DATASET ROWS:
__________________________________________________

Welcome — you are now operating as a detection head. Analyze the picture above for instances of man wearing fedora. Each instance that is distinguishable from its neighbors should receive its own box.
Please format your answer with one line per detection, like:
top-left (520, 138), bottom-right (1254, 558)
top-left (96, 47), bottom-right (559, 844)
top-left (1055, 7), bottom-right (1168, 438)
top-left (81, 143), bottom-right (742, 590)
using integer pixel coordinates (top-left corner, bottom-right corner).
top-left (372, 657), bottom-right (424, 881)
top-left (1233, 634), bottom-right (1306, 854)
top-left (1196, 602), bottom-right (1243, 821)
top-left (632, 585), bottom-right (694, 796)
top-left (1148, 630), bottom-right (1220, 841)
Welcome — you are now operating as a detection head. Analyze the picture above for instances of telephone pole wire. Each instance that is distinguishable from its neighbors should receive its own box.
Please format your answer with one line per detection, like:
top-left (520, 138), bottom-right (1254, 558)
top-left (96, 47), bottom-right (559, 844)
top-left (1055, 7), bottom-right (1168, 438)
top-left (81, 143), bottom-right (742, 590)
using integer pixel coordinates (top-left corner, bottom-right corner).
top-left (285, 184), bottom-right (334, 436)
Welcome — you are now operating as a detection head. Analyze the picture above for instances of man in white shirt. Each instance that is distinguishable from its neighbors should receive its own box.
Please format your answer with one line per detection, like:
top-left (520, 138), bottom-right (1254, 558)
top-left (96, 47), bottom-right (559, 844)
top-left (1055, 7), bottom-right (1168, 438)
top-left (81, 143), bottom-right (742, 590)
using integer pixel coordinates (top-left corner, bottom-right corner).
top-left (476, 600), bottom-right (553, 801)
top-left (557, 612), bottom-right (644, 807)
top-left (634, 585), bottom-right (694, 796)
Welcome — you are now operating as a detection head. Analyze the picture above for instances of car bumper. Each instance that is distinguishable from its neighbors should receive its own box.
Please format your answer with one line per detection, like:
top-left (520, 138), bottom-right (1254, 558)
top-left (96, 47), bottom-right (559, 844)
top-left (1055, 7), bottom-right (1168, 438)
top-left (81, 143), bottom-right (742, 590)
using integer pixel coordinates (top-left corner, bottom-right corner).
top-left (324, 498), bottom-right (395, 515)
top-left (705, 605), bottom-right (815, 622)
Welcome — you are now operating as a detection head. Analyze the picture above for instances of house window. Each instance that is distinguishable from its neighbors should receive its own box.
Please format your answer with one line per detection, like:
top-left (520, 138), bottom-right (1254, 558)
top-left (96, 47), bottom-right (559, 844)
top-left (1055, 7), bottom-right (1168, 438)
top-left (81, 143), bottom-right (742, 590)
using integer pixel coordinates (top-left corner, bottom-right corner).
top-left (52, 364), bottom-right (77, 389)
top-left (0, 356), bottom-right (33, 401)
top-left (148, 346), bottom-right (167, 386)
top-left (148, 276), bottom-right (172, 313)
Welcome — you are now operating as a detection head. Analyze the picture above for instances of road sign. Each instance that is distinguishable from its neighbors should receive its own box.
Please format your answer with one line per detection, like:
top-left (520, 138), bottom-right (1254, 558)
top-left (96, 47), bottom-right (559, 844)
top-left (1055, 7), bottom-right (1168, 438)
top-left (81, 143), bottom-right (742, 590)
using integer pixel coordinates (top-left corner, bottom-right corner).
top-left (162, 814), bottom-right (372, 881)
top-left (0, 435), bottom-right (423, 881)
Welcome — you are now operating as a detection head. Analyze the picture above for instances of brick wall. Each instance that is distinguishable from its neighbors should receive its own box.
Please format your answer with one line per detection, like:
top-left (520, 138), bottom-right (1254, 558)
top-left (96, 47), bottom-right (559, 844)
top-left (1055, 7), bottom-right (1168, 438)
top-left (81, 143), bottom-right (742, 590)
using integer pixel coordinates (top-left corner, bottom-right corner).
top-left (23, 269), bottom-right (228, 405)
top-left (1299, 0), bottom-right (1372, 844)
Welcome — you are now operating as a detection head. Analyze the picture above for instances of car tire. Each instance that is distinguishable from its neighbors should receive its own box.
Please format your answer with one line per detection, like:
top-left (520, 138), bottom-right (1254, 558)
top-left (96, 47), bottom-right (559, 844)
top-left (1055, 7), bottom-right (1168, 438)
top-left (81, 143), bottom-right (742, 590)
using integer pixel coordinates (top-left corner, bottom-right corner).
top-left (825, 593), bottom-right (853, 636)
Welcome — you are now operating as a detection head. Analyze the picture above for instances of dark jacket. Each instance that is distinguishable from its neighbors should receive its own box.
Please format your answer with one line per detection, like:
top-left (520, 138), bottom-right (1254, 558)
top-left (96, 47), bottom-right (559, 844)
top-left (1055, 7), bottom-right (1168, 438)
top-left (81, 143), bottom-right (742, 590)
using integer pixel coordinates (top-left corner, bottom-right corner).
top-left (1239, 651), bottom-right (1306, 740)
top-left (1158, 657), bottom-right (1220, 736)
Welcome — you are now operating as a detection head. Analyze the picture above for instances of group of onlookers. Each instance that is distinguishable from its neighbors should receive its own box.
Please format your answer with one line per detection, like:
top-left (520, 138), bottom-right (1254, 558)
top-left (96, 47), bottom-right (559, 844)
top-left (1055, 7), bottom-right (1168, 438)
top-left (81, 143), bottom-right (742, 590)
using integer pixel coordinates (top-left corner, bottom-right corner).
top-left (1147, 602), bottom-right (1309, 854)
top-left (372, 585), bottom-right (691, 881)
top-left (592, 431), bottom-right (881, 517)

__________________________________________________

TO DO:
Render all of the material above as a Markdown table with two columns, Row and Line. Give each non-blank line its own numbered row and leave out any blank lines.

REPLY TO THE TASK:
| Row | Line |
|---|---|
| 1 | Welcome — you are now operating as a detection head. Analyze the picture above for instances of man wearing fedora. Each instance that is distinguishable from its neighbors should receive its own box. |
| 2 | Please format your answer with one line per detection, like: |
| 3 | top-left (520, 138), bottom-right (1254, 558) |
| 4 | top-left (96, 47), bottom-right (559, 844) |
| 5 | top-left (1055, 7), bottom-right (1168, 438) |
| 6 | top-left (81, 143), bottom-right (742, 590) |
| 7 | using integer pixel coordinates (top-left corner, bottom-right corner). |
| 8 | top-left (372, 657), bottom-right (424, 881) |
| 9 | top-left (1233, 634), bottom-right (1306, 854) |
| 10 | top-left (1196, 602), bottom-right (1243, 821) |
| 11 | top-left (632, 585), bottom-right (694, 796) |
| 12 | top-left (1148, 630), bottom-right (1220, 841) |
| 13 | Welcome — you are now operating as a detection head. Analyze the picture above for instances of telephone pole wire. Each instance that is distinguishable from its neighbors should receive its own box. |
| 14 | Please format your answer with one line per detection, like: |
| 15 | top-left (520, 138), bottom-right (1254, 558) |
| 16 | top-left (96, 47), bottom-right (559, 844) |
| 17 | top-left (1055, 7), bottom-right (1168, 438) |
| 18 | top-left (81, 143), bottom-right (742, 590) |
| 19 | using integer pixel coordinates (top-left corner, bottom-right corner). |
| 20 | top-left (285, 184), bottom-right (334, 436) |
| 21 | Welcome — you are now operating as a detection head. Analyze the picture above for instances of man in white shirt. Each instance that is distinguishable from its neighbors should receive its own box. |
| 22 | Please format your answer with one line per detection, like: |
| 23 | top-left (520, 138), bottom-right (1254, 558) |
| 24 | top-left (96, 47), bottom-right (559, 844) |
| 25 | top-left (1055, 7), bottom-right (1168, 438) |
| 26 | top-left (81, 143), bottom-right (742, 590) |
| 27 | using integer pixel coordinates (top-left corner, bottom-right corner). |
| 28 | top-left (476, 600), bottom-right (553, 801) |
| 29 | top-left (557, 612), bottom-right (644, 807) |
| 30 | top-left (634, 585), bottom-right (694, 796) |
| 31 | Welcome — you are now operating as a detection head. Analyze the picture above for instances of car bumper. Each instance that is distinguishable from its neighbors should receive its own box. |
| 32 | Please format your answer with one line per detection, like: |
| 33 | top-left (520, 138), bottom-right (1254, 558) |
| 34 | top-left (96, 47), bottom-right (559, 844) |
| 35 | top-left (1055, 7), bottom-right (1168, 438) |
| 36 | top-left (81, 143), bottom-right (742, 590) |
| 37 | using integer pixel coordinates (top-left corner, bottom-right corner). |
| 38 | top-left (324, 498), bottom-right (395, 515) |
| 39 | top-left (705, 605), bottom-right (815, 622) |
| 40 | Welcome — you are now operating as a detection head. Analyze the picture above for instances of house window. Each instance that is distinguishable from its neighbors should receive its own box. |
| 41 | Please format your answer with one line per detection, like: |
| 42 | top-left (520, 138), bottom-right (1254, 558) |
| 43 | top-left (96, 47), bottom-right (559, 844) |
| 44 | top-left (1055, 7), bottom-right (1168, 438) |
| 45 | top-left (81, 143), bottom-right (742, 590) |
| 46 | using integer pixel coordinates (top-left corner, bottom-right corner). |
| 47 | top-left (52, 364), bottom-right (77, 389) |
| 48 | top-left (0, 356), bottom-right (33, 401) |
| 49 | top-left (148, 346), bottom-right (167, 386) |
| 50 | top-left (148, 276), bottom-right (172, 313) |
| 51 | Welcome — you are now operating as a detection head. Analyze the picture above for instances of road sign. Each instance that is distinguishable from its neighbors should receive its own box. |
| 52 | Please format your answer with one line per detection, like: |
| 53 | top-left (520, 138), bottom-right (1254, 558) |
| 54 | top-left (96, 47), bottom-right (559, 844) |
| 55 | top-left (1055, 7), bottom-right (1168, 438) |
| 56 | top-left (81, 143), bottom-right (742, 590) |
| 57 | using integer pixel coordinates (top-left corner, bottom-right corner). |
| 58 | top-left (162, 814), bottom-right (372, 881) |
| 59 | top-left (0, 435), bottom-right (423, 881) |
| 60 | Welcome — you are now operating as a detection head. Analyze the picture above for instances of brick wall. Each instance that is distinguishable from its neighbors should receive its own box. |
| 61 | Please format your answer with one line per detection, like: |
| 62 | top-left (520, 138), bottom-right (1254, 558) |
| 63 | top-left (96, 47), bottom-right (559, 844) |
| 64 | top-left (1055, 7), bottom-right (1168, 438) |
| 65 | top-left (81, 143), bottom-right (742, 590) |
| 66 | using integer pixel coordinates (top-left corner, bottom-right corner). |
| 67 | top-left (23, 269), bottom-right (228, 405) |
| 68 | top-left (1299, 0), bottom-right (1372, 844) |
| 69 | Welcome — you are now operating as a detection head. Analyze the picture above for instances of car tire. Each instance that is distinguishable from its neighbors should receive its own box. |
| 70 | Please format your answer with one line per detection, like: |
| 71 | top-left (520, 138), bottom-right (1254, 558) |
| 72 | top-left (96, 47), bottom-right (559, 844) |
| 73 | top-left (1055, 7), bottom-right (1168, 438) |
| 74 | top-left (81, 143), bottom-right (742, 590) |
| 75 | using integer pixel coordinates (top-left corner, bottom-right corner). |
| 76 | top-left (825, 593), bottom-right (853, 636) |
| 77 | Welcome — you are now operating as a detection head. Analyze the picture above for instances of dark jacket. Each instance that is distinguishable from its neighbors should receive its own box. |
| 78 | Please format your answer with one line per detection, like: |
| 79 | top-left (520, 138), bottom-right (1254, 558) |
| 80 | top-left (96, 47), bottom-right (559, 844) |
| 81 | top-left (1055, 7), bottom-right (1168, 438) |
| 82 | top-left (81, 143), bottom-right (742, 590) |
| 83 | using integer pixel coordinates (top-left corner, bottom-right corner). |
| 84 | top-left (1239, 651), bottom-right (1306, 740) |
| 85 | top-left (1158, 657), bottom-right (1220, 736) |
| 86 | Welcome — you are now operating as a detection head. Analyze the picture above for instances of group of onlookers. Each instance that is distinguishable from its neighbors should receive its own box. |
| 87 | Please format your answer with one line per detection, like: |
| 88 | top-left (520, 138), bottom-right (1254, 558) |
| 89 | top-left (96, 47), bottom-right (559, 844) |
| 90 | top-left (1055, 7), bottom-right (1168, 438) |
| 91 | top-left (81, 143), bottom-right (742, 590) |
| 92 | using integer pixel coordinates (top-left corner, bottom-right corner). |
| 93 | top-left (1147, 602), bottom-right (1309, 854) |
| 94 | top-left (372, 585), bottom-right (691, 881) |
| 95 | top-left (592, 431), bottom-right (881, 517) |